Aim
In the passage on the MBA program, rewrite the part that begins with the words containing "As I mentioned, they" and ends with "the school year.", changing "holidays" to "vacations".

As I mentioned, they are seven weeks in duration, so our semesters are typically 15 weeks. So, those seven week courses give you an opportunity for a break either in between or at the end or the beginning of the semester. And they’re not consistent breaks because we have tried to put those breaks around the various holidays and occasions throughout the school year.
And then the last thing the students will do is they’ll complete their capstones. So, I’ll talk just briefly about that. During the middle of your program, you’ll take one additional credit and that will be an introduction to your business plan. That will be where you’re going to brainstorm with the faculty. Well you’ll present your brainstorming to the faculty that are overseeing your class and they’ll help you determine what might be the best avenue for you to take and then you’ll do a feasibility study. You’ll meet with what they call some goobers. Some people that have a lot of expertise in that area and can give you some good advice about whether what you’re trying to do is viable or not. And you’ll go through some exercises and that one credit to really set yourself up to write a good business plan.
Then, toward the end of your program you’ll actually spend 16 weeks. So, that 16 weeks is stretched out over those other courses to help you to complete your business plan. And then you’ll have some coaching on how to fine tune that and make sure that you’re showing all of the various core areas of the MBA program through your business plan. So, while today, you might be able to sit down and write a business plan based on our experience and our job, or based on our parents’ business or whatever we’ve been doing, this business plan is going to ask you to put in some of those theoretical and conceptual frameworks that you’ve learned in the MBA program.

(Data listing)
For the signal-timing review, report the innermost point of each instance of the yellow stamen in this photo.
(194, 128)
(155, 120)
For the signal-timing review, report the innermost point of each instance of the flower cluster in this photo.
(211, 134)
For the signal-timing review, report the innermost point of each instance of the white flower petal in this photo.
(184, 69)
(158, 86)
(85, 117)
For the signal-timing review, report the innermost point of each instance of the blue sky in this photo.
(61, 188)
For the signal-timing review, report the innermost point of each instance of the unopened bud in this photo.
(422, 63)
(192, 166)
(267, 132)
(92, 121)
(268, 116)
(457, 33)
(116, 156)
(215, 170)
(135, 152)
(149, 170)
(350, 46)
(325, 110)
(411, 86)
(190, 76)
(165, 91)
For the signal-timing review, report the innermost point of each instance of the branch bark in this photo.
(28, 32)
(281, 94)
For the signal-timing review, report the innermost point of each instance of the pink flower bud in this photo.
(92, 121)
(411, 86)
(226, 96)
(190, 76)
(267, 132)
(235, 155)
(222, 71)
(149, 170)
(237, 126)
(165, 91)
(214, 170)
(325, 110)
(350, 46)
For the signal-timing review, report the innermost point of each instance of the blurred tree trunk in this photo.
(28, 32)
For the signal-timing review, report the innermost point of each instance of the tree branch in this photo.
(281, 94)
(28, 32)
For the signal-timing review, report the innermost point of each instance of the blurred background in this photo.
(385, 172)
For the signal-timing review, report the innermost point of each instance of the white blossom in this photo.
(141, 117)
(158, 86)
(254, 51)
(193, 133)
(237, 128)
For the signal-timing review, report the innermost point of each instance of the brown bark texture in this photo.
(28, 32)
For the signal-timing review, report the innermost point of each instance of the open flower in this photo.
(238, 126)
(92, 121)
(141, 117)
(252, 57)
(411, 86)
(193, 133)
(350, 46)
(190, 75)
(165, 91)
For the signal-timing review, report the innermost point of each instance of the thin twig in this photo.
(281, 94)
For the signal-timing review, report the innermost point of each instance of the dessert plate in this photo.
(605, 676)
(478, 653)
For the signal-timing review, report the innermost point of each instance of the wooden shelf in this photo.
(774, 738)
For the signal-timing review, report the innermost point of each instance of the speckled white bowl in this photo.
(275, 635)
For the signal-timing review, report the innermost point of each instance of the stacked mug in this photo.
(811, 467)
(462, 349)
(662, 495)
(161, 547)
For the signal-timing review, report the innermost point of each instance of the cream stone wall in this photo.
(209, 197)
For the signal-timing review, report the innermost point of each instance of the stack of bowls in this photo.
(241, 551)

Written reply
As I mentioned, they are seven weeks in duration, so our semesters are typically 15 weeks. So, those seven week courses give you an opportunity for a break either in between or at the end or the beginning of the semester. And they’re not consistent breaks because we have tried to put those breaks around the various vacations and occasions throughout the school year.